___ Input rows

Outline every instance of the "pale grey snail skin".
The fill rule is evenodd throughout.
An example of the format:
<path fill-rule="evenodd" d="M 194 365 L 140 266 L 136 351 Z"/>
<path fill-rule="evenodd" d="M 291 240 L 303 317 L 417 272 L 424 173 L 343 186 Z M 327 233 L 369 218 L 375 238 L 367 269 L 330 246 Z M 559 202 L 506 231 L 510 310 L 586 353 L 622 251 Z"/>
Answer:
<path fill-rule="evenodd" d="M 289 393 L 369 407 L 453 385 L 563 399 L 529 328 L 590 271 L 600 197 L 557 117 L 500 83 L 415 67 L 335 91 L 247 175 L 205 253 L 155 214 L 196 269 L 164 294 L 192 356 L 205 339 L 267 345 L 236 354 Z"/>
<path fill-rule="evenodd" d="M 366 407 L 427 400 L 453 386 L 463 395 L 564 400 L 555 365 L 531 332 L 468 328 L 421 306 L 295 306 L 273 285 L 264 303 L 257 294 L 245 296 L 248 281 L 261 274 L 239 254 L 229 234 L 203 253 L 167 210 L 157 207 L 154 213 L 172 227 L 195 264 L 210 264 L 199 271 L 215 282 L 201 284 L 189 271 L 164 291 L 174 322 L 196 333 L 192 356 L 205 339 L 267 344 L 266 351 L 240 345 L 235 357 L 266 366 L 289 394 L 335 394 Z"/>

______

Objective
Please write out every row above again, requests included, scaling each coordinate in the answer paths by 2.05 and rounding to whole numbers, with halves rounded up. Leave the numbers in the requests and their format samples unchanged.

Solution for this task
Outline every instance of the "pale grey snail skin".
The fill rule is evenodd throughout.
An example of the format:
<path fill-rule="evenodd" d="M 194 365 L 140 266 L 136 351 Z"/>
<path fill-rule="evenodd" d="M 291 240 L 303 317 L 417 272 L 424 173 L 343 186 Z M 327 233 L 369 218 L 375 238 L 367 269 L 330 246 Z M 559 202 L 506 231 L 510 310 L 586 353 L 622 251 Z"/>
Answer:
<path fill-rule="evenodd" d="M 592 806 L 756 834 L 929 789 L 1154 818 L 1084 672 L 1210 556 L 1230 404 L 1142 240 L 1025 170 L 851 137 L 687 187 L 506 359 L 420 519 L 318 439 L 402 551 L 336 603 L 394 730 L 420 695 L 547 707 L 484 726 Z"/>
<path fill-rule="evenodd" d="M 750 834 L 875 820 L 929 791 L 949 810 L 1156 820 L 1138 748 L 1089 681 L 959 672 L 863 627 L 605 627 L 560 584 L 541 621 L 527 603 L 502 607 L 508 576 L 535 562 L 490 521 L 469 480 L 416 519 L 342 431 L 322 424 L 316 437 L 353 465 L 400 541 L 431 541 L 408 556 L 441 578 L 412 582 L 387 556 L 336 597 L 357 660 L 402 683 L 394 730 L 420 695 L 547 705 L 545 720 L 492 707 L 482 732 L 545 750 L 592 808 L 687 808 Z"/>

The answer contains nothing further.